• _Working data_:
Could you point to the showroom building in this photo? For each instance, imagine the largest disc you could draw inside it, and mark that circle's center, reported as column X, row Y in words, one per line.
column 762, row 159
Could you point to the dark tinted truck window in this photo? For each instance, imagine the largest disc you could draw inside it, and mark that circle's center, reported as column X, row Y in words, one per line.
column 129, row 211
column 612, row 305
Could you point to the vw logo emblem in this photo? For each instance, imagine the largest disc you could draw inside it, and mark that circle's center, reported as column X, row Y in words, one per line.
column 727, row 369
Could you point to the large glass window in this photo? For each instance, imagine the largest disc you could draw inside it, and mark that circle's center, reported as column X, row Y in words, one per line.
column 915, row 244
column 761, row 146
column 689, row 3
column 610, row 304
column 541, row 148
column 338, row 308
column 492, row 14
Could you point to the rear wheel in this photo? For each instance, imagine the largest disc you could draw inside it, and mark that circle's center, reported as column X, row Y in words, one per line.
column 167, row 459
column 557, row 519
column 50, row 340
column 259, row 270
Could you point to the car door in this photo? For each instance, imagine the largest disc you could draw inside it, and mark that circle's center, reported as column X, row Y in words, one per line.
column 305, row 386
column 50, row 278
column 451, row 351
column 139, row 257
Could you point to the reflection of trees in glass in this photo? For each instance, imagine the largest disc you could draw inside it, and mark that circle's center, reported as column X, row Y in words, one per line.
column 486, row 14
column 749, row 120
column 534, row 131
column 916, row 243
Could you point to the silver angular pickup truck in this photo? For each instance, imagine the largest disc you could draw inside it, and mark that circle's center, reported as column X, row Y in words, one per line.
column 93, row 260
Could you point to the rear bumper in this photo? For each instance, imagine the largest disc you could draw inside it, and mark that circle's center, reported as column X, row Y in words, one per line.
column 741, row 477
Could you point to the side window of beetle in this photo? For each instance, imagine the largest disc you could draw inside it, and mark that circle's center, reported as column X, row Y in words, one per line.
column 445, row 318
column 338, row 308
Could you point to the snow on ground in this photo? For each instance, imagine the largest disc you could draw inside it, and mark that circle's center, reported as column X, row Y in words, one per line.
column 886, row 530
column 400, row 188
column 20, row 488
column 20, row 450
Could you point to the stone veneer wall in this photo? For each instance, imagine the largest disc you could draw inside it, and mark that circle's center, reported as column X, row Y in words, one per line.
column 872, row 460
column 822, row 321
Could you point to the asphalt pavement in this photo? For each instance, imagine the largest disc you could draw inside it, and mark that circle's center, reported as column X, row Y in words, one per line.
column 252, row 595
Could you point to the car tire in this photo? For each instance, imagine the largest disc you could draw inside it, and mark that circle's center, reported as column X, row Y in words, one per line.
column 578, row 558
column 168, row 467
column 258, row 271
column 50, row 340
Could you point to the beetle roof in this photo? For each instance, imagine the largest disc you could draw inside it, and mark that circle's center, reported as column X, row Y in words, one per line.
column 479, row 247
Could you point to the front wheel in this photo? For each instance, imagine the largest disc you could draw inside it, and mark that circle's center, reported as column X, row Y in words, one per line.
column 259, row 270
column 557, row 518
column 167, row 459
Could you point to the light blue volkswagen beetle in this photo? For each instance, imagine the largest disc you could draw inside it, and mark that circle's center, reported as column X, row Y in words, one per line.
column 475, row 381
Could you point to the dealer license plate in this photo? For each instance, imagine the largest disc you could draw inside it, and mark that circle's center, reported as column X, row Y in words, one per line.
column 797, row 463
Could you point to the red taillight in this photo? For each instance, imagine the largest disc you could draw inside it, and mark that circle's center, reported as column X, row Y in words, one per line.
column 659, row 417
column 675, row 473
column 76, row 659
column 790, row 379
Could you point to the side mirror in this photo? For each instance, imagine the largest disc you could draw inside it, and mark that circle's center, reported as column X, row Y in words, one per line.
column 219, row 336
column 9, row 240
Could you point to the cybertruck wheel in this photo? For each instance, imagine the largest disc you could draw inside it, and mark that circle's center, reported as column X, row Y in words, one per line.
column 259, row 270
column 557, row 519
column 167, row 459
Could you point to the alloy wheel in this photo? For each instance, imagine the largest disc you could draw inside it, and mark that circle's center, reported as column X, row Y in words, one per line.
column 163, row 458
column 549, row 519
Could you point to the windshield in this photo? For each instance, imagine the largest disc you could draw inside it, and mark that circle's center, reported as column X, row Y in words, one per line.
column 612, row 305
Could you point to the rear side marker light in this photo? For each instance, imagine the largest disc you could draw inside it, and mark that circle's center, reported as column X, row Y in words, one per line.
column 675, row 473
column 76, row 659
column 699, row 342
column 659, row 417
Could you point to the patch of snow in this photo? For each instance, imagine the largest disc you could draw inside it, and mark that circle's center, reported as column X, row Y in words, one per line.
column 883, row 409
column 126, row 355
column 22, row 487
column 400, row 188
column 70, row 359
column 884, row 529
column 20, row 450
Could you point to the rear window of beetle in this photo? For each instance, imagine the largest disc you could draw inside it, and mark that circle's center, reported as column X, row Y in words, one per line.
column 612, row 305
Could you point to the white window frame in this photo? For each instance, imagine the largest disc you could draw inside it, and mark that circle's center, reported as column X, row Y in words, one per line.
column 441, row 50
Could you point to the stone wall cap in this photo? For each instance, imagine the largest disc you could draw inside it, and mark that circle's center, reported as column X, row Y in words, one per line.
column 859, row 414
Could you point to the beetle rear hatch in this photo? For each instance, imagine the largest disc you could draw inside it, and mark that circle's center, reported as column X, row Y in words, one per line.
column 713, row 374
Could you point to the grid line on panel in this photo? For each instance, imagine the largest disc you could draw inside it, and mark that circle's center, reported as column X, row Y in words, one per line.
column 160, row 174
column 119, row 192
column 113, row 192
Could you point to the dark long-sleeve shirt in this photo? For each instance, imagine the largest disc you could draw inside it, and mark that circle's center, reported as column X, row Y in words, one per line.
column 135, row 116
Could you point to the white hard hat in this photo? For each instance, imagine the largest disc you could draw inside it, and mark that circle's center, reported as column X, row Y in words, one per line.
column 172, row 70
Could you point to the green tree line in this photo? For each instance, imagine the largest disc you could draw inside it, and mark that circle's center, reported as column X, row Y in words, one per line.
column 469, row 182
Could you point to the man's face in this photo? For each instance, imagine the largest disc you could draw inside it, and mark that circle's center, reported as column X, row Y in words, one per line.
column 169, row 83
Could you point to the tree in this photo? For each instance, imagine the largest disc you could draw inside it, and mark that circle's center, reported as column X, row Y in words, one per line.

• _Task instructions_: The line containing "Could you point to the man's" and all lines after it, to the end of the records, are to be output exactly and alone.

• _Task response_:
Could you point to the man's face in this photo? For each instance, imagine the largest disc you could draw inside it, and mark that circle's center, reported as column X, row Y in words, one per line.
column 169, row 83
Could you point to the tree in this photo? For each instance, imagine the largest disc you could draw inside it, and mark that circle's center, reported as column X, row Y in words, one per line.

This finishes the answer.